:: Data extracts
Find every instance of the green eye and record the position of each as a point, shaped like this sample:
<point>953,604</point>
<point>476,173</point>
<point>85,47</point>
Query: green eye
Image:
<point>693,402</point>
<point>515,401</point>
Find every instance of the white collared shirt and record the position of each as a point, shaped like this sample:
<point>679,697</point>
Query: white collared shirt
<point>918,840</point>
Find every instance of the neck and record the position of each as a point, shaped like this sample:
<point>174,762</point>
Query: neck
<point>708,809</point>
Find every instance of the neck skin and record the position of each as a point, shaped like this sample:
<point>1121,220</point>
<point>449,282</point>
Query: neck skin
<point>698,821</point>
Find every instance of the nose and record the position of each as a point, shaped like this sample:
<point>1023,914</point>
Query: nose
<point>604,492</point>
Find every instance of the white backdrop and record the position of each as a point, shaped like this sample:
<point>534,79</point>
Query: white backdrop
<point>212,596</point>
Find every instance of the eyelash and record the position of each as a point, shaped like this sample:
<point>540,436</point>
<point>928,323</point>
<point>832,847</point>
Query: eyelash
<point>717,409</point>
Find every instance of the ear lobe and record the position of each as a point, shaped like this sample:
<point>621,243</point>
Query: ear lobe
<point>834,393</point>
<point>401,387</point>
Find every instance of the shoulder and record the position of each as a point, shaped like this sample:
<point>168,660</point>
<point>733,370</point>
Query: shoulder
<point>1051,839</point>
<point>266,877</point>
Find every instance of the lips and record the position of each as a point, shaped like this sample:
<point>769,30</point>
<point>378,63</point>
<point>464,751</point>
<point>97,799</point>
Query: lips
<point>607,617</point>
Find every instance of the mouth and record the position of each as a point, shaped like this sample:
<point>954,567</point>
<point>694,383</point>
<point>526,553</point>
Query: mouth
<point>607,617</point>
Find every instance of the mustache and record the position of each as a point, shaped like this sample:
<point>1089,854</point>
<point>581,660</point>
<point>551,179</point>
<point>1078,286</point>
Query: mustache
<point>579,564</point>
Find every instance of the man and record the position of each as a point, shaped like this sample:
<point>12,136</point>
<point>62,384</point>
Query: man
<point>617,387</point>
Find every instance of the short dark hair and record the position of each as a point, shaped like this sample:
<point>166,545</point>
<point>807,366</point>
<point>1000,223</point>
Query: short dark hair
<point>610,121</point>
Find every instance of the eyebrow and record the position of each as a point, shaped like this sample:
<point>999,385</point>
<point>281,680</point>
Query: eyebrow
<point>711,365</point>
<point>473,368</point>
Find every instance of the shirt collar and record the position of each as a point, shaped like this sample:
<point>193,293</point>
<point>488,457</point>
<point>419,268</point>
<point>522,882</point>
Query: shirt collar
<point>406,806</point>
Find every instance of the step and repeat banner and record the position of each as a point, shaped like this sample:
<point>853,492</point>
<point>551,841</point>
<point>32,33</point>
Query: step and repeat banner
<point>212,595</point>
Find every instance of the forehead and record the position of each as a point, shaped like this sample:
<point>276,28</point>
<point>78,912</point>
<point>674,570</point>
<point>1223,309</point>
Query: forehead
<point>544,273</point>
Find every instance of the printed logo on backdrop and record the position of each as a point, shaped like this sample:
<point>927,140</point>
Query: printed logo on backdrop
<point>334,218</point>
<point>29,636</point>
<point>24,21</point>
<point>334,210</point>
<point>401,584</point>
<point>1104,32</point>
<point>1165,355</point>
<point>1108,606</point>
::::
Instructions to follow
Using the entries above, restate word for word every line from the one that contains "<point>551,841</point>" through the last.

Task output
<point>551,841</point>
<point>32,33</point>
Query: step and repeat banner
<point>212,595</point>
Find every instance of the forehead and record the position of each as a point, shaped like this sample:
<point>276,28</point>
<point>78,912</point>
<point>674,570</point>
<point>1223,309</point>
Query: forehead
<point>544,273</point>
Find every instance of the printed logo on backdrop and record the position of each as a point, shaped like this sample:
<point>927,140</point>
Query: printed logo on backdrop
<point>334,218</point>
<point>29,636</point>
<point>24,21</point>
<point>334,210</point>
<point>401,584</point>
<point>1104,32</point>
<point>1165,355</point>
<point>1108,606</point>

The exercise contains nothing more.